**Dataset excerpts:**

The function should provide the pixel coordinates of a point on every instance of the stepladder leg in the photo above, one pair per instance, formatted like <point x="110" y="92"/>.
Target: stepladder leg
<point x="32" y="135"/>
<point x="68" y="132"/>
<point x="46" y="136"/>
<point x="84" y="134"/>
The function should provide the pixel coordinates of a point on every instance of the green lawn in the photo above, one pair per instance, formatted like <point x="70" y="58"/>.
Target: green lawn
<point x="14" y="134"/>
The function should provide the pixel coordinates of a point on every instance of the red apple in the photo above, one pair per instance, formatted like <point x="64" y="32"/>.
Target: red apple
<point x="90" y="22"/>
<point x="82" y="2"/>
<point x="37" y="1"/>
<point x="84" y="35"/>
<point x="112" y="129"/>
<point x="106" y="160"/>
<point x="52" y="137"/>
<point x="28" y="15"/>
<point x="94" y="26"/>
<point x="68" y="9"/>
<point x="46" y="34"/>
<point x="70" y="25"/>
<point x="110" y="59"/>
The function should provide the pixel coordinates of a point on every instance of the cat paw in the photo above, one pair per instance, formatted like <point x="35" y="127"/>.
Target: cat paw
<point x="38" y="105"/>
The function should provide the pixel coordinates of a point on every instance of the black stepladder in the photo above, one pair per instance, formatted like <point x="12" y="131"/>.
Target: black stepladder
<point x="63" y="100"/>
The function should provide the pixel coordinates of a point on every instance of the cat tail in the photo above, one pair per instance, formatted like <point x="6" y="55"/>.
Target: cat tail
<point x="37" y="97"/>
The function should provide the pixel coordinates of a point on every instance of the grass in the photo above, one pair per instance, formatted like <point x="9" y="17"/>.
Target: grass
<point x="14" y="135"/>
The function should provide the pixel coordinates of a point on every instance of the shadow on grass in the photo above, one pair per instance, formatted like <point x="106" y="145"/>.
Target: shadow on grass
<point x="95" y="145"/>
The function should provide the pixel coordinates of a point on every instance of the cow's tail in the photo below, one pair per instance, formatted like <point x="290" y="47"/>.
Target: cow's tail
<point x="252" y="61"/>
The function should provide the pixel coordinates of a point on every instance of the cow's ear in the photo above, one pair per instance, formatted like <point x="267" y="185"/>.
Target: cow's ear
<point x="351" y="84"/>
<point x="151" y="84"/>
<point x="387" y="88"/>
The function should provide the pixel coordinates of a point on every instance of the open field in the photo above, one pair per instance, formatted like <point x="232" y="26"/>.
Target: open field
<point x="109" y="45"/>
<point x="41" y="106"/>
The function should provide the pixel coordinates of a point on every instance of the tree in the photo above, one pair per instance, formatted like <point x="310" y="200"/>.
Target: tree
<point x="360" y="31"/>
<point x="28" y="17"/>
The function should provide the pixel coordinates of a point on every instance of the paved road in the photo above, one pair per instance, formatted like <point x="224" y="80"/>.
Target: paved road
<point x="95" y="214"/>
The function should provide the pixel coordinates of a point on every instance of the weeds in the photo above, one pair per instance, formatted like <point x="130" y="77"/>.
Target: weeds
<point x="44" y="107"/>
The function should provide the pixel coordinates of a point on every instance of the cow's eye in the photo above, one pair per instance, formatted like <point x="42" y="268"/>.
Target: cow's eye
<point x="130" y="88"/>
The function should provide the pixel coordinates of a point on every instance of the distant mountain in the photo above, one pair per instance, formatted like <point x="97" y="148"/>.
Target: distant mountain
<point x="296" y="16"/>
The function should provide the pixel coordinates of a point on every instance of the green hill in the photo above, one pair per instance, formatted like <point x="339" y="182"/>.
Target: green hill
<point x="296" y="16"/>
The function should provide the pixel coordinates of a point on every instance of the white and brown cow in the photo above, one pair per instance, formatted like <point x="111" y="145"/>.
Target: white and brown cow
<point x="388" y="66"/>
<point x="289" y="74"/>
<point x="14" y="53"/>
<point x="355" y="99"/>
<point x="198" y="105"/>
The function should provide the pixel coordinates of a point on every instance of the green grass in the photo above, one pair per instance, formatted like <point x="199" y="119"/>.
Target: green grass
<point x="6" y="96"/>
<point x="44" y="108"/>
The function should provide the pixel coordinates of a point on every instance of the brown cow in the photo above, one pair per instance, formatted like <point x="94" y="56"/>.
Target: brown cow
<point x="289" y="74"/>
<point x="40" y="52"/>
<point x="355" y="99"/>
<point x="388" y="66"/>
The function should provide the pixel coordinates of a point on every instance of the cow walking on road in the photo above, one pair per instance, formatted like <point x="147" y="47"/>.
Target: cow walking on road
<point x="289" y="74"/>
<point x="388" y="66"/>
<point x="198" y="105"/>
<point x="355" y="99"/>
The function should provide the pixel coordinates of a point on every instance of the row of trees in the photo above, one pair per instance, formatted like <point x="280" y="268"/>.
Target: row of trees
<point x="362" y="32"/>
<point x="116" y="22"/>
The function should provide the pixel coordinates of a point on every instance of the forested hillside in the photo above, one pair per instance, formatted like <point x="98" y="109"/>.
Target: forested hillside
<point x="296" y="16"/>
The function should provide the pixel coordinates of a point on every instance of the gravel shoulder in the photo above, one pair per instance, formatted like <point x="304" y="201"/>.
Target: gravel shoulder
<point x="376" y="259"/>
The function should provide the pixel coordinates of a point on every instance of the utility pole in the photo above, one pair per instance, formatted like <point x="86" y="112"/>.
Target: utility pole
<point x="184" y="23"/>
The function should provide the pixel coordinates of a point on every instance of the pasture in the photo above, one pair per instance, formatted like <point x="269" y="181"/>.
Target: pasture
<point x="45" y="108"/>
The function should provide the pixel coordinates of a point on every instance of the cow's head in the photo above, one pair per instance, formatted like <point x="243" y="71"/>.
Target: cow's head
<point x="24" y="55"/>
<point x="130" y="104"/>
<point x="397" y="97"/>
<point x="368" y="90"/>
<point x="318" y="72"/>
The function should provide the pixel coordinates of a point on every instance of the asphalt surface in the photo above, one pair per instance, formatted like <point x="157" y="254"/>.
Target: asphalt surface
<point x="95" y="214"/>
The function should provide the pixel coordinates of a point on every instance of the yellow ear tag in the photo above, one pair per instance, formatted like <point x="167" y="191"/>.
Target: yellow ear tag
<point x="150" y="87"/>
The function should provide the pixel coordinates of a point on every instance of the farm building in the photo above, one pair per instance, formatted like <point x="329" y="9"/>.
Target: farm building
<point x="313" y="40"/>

**Work to do:** Beginning at the line that holds "of the asphalt", write out word for word each line through the end of the records.

**Worked answer:**
The function should provide the pixel coordinates of a point on every instance of the asphalt surface in the photo above, one pair per instance, formatted like <point x="157" y="254"/>.
Target: asphalt surface
<point x="95" y="214"/>
The function should provide the pixel coordinates of a point on every instance of the yellow ear tag in the photo above, one pair per instance, formatted like <point x="167" y="191"/>.
Target: yellow ear tag
<point x="150" y="87"/>
The function should provide the pixel coordinates of a point on every instance of the farm building in the photo above, one pair per instance, formatted like <point x="329" y="9"/>.
Target: farm building
<point x="313" y="40"/>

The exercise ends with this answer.